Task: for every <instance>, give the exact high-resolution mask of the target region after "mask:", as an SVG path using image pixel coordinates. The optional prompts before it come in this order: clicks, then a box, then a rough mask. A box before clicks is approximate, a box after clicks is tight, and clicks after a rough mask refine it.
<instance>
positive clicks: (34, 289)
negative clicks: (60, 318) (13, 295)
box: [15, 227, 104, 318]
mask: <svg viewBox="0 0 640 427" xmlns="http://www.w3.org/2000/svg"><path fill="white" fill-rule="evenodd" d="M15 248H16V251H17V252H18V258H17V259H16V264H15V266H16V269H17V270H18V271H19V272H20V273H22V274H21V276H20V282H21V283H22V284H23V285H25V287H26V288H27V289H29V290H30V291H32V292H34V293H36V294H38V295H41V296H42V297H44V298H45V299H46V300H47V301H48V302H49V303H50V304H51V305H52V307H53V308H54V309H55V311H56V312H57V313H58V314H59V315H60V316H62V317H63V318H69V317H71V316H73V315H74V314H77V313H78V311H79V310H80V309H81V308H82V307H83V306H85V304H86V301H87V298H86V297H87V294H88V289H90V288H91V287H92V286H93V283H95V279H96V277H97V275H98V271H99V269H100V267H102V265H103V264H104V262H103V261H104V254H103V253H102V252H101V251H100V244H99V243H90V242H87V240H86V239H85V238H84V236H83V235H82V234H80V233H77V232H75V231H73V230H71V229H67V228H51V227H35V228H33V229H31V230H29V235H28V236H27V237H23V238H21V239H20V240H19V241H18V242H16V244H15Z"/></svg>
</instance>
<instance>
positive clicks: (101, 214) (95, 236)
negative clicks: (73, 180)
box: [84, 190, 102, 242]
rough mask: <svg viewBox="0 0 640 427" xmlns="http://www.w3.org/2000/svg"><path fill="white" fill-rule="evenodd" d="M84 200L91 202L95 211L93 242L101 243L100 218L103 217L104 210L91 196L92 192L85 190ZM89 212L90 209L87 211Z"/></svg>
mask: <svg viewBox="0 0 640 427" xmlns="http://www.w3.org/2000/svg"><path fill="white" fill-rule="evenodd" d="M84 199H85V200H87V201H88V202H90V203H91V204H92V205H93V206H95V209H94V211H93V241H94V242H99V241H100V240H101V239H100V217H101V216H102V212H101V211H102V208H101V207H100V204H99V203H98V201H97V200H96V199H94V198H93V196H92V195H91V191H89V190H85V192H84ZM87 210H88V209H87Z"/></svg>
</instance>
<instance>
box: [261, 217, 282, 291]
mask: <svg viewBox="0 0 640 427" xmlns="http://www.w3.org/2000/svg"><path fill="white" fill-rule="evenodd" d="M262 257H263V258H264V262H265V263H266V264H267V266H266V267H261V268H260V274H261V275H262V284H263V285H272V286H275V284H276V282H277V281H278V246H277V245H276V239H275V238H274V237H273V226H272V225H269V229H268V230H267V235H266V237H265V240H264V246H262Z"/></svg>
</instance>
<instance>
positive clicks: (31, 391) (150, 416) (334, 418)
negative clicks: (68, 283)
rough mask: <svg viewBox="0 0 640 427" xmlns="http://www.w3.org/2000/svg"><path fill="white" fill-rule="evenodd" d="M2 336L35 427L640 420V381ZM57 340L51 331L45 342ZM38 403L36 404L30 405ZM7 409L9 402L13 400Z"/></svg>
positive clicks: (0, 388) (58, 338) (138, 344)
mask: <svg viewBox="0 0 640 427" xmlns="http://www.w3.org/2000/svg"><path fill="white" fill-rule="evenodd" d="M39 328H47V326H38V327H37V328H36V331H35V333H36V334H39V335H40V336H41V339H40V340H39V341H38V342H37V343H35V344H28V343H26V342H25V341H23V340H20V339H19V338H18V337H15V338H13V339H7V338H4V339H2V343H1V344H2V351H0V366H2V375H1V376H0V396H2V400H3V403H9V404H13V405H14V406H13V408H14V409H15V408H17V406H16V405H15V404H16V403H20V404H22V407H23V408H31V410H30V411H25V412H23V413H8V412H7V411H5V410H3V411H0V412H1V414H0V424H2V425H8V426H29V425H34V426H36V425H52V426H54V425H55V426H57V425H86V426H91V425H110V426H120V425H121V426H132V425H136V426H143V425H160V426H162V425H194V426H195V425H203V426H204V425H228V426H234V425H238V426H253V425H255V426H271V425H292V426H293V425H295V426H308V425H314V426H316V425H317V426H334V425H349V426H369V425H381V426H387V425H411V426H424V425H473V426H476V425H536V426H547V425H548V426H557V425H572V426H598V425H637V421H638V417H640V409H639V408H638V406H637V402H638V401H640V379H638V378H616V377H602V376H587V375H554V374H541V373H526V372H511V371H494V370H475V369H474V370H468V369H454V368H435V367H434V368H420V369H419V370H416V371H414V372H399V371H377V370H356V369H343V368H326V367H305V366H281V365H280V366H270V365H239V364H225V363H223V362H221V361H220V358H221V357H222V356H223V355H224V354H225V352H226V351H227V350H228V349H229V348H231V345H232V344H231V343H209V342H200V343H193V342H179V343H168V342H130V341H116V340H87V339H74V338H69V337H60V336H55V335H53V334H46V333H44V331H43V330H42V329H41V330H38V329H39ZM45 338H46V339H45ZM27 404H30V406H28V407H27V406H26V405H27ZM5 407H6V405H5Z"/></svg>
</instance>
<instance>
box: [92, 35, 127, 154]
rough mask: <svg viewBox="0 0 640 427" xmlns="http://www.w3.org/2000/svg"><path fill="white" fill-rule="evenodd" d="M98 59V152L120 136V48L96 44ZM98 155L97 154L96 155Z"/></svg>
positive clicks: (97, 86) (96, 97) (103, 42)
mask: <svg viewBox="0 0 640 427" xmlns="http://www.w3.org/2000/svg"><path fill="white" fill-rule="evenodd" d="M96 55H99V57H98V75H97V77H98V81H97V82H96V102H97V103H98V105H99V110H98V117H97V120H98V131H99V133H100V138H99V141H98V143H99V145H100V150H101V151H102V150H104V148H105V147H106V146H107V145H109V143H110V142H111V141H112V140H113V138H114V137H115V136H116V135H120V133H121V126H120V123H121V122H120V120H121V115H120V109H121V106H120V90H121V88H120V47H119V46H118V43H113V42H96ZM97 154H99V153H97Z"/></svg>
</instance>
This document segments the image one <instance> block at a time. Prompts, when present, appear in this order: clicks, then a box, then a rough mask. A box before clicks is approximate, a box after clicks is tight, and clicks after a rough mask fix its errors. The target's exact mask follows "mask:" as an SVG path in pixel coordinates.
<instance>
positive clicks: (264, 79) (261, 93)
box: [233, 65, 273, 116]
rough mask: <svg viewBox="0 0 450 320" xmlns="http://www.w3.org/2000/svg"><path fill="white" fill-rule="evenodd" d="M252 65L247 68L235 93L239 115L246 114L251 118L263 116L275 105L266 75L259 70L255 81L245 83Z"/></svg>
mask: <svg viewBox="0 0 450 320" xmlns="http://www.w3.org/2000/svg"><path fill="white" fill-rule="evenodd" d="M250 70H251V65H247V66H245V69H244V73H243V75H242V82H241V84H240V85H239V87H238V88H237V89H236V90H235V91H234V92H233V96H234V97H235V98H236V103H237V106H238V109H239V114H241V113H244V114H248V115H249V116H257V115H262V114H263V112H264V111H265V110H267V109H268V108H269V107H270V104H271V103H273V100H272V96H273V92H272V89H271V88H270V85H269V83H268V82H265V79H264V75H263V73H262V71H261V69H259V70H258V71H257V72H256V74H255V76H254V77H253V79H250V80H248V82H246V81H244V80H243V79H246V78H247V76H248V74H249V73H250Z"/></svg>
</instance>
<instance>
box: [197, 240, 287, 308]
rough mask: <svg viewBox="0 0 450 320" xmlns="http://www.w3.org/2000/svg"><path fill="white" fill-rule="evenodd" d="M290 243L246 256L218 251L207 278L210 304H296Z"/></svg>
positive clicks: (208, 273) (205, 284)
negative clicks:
--
◆ PROBLEM DESCRIPTION:
Copy the records word for word.

◆ EXPECTED ANSWER:
Task: for every <instance>, give the exact high-resolution mask of the target region after "mask:", as an SVG path using image pixel coordinates. The optional prompts before it come in this order: clicks, then a box, then a rough mask. A box before clicks is approximate, a box after clicks is tight, and clicks after a rough mask refine it.
<instance>
positive clicks: (34, 289)
negative clicks: (60, 318) (13, 295)
box: [15, 227, 104, 318]
mask: <svg viewBox="0 0 640 427" xmlns="http://www.w3.org/2000/svg"><path fill="white" fill-rule="evenodd" d="M15 248H16V251H17V252H18V258H17V259H16V264H15V266H16V269H17V270H18V271H19V272H20V273H22V274H21V276H20V282H21V283H22V284H23V285H25V287H26V288H27V289H29V290H30V291H32V292H34V293H36V294H38V295H41V296H42V297H44V298H45V299H46V300H47V301H48V302H49V303H50V304H51V305H52V307H53V308H54V309H55V311H56V312H57V313H58V314H59V315H60V316H62V317H63V318H69V317H71V316H73V315H74V314H77V313H78V311H79V310H80V309H81V308H82V307H83V306H85V304H86V301H87V298H86V297H87V294H88V289H90V288H91V287H92V286H93V283H95V279H96V277H97V275H98V271H99V269H100V267H102V265H103V264H104V262H103V261H104V254H103V253H102V252H101V251H100V244H99V243H90V242H87V240H86V239H85V238H84V236H83V235H82V234H80V233H77V232H75V231H73V230H71V229H67V228H51V227H35V228H33V229H31V230H29V235H28V236H27V237H23V238H21V239H20V240H19V241H18V242H16V244H15Z"/></svg>
</instance>
<instance>
positive clicks: (101, 214) (95, 236)
negative clicks: (73, 180)
box: [84, 190, 102, 242]
rough mask: <svg viewBox="0 0 640 427" xmlns="http://www.w3.org/2000/svg"><path fill="white" fill-rule="evenodd" d="M84 200L91 202L95 211L93 242L101 243L100 218L103 217L104 210L91 196L92 192L85 190ZM89 212L90 209L87 211Z"/></svg>
mask: <svg viewBox="0 0 640 427" xmlns="http://www.w3.org/2000/svg"><path fill="white" fill-rule="evenodd" d="M84 199H85V200H87V201H88V202H90V203H91V204H92V205H93V206H95V209H94V211H93V241H94V242H99V241H100V240H101V239H100V217H101V216H102V212H101V211H102V208H101V207H100V204H99V203H98V201H97V200H96V199H94V198H93V196H92V195H91V191H89V190H85V192H84ZM87 210H88V209H87Z"/></svg>
</instance>
<instance>
box: [261, 217, 282, 291]
mask: <svg viewBox="0 0 640 427" xmlns="http://www.w3.org/2000/svg"><path fill="white" fill-rule="evenodd" d="M262 257H263V258H264V262H265V263H266V264H267V266H266V267H261V268H260V274H261V275H262V284H263V285H272V286H275V284H276V282H277V281H278V246H277V245H276V239H275V238H274V237H273V226H272V225H269V229H268V230H267V235H266V237H265V240H264V246H262Z"/></svg>
</instance>
<instance>
positive clicks: (31, 391) (150, 416) (334, 418)
negative clicks: (68, 283)
rough mask: <svg viewBox="0 0 640 427" xmlns="http://www.w3.org/2000/svg"><path fill="white" fill-rule="evenodd" d="M2 336L35 427L640 420V381ZM57 340L51 331L45 342ZM38 403L36 404L30 405ZM7 409L9 402L13 400Z"/></svg>
positive clicks: (0, 388) (58, 338) (138, 344)
mask: <svg viewBox="0 0 640 427" xmlns="http://www.w3.org/2000/svg"><path fill="white" fill-rule="evenodd" d="M39 328H47V326H38V327H37V328H36V331H35V333H36V334H39V335H40V336H41V339H40V340H39V341H38V342H37V343H35V344H28V343H26V342H25V341H23V340H20V339H19V338H18V337H15V338H13V339H7V338H4V339H2V343H1V344H2V351H0V366H2V375H1V376H0V396H2V400H3V403H9V404H13V405H14V406H13V408H14V409H15V408H17V406H16V405H15V404H16V403H20V404H22V407H23V408H31V410H30V411H25V412H23V413H8V412H7V411H5V410H3V411H0V412H1V414H0V424H2V425H8V426H29V425H34V426H36V425H52V426H54V425H55V426H57V425H86V426H91V425H110V426H120V425H121V426H132V425H136V426H143V425H160V426H162V425H194V426H195V425H203V426H204V425H228V426H234V425H238V426H253V425H255V426H271V425H292V426H293V425H295V426H308V425H314V426H316V425H317V426H334V425H349V426H369V425H381V426H387V425H411V426H424V425H473V426H476V425H536V426H547V425H548V426H557V425H572V426H598V425H637V421H638V417H640V409H639V408H638V406H637V402H638V401H640V379H638V378H616V377H602V376H587V375H554V374H541V373H526V372H511V371H494V370H475V369H474V370H468V369H454V368H435V367H434V368H420V369H419V370H416V371H414V372H399V371H377V370H356V369H343V368H326V367H305V366H281V365H280V366H270V365H239V364H225V363H223V362H221V361H220V358H221V357H222V356H223V355H224V354H225V352H226V351H227V350H228V349H229V348H231V345H232V344H231V343H209V342H200V343H193V342H179V343H168V342H130V341H116V340H87V339H74V338H69V337H60V336H55V335H53V334H46V333H44V331H43V330H42V329H41V330H38V329H39ZM45 338H46V339H45ZM27 404H30V406H28V407H27V406H26V405H27ZM5 407H6V405H5Z"/></svg>
</instance>
<instance>
box: [92, 35, 127, 154]
rough mask: <svg viewBox="0 0 640 427" xmlns="http://www.w3.org/2000/svg"><path fill="white" fill-rule="evenodd" d="M98 59V152L120 136V48L96 44ZM98 155L97 154L96 155Z"/></svg>
positive clicks: (97, 86) (96, 97) (103, 42)
mask: <svg viewBox="0 0 640 427" xmlns="http://www.w3.org/2000/svg"><path fill="white" fill-rule="evenodd" d="M96 55H99V57H98V75H97V77H98V81H97V82H96V102H97V103H98V105H99V110H98V117H97V120H98V131H99V133H100V138H99V141H98V143H99V145H100V150H101V151H102V150H104V148H105V147H106V146H107V145H109V143H110V142H111V141H112V140H113V138H114V137H115V136H116V135H120V133H121V126H120V123H121V122H120V120H121V115H120V109H121V106H120V90H121V88H120V47H119V46H118V43H113V42H96ZM97 154H99V153H97Z"/></svg>
</instance>
This document segments the image one <instance> block at a time. Prompts, when present, appear in this order: clicks, then a box, then a rough mask. A box before clicks is approximate, a box after clicks is tight, and clicks after a rough mask fix its errors. The target's exact mask follows "mask:" as an SVG path in pixel coordinates.
<instance>
positive clicks: (264, 79) (261, 93)
box: [233, 65, 273, 116]
rough mask: <svg viewBox="0 0 450 320" xmlns="http://www.w3.org/2000/svg"><path fill="white" fill-rule="evenodd" d="M252 65L247 68L235 93L239 115L246 114L251 118L263 116L275 105L266 75L259 70L255 81L245 83Z"/></svg>
mask: <svg viewBox="0 0 450 320" xmlns="http://www.w3.org/2000/svg"><path fill="white" fill-rule="evenodd" d="M250 70H251V65H247V66H245V69H244V73H243V75H242V82H241V84H240V85H239V87H238V88H237V89H236V90H235V91H234V92H233V96H234V97H235V98H236V103H237V106H238V109H239V114H241V113H244V114H248V115H249V116H257V115H262V114H263V112H264V111H265V110H267V109H268V108H269V107H270V104H271V103H273V100H272V96H273V92H272V89H271V88H270V85H269V83H268V82H265V79H264V75H263V73H262V71H261V69H259V70H258V71H257V72H256V74H255V76H254V77H253V79H250V80H248V82H246V81H244V80H243V79H246V78H247V76H248V74H249V73H250Z"/></svg>
</instance>
<instance>
box: [197, 240, 287, 308]
rough mask: <svg viewBox="0 0 450 320" xmlns="http://www.w3.org/2000/svg"><path fill="white" fill-rule="evenodd" d="M290 243L246 256L218 251L207 278L210 304H296Z"/></svg>
positive clicks: (208, 273) (205, 284)
negative clicks:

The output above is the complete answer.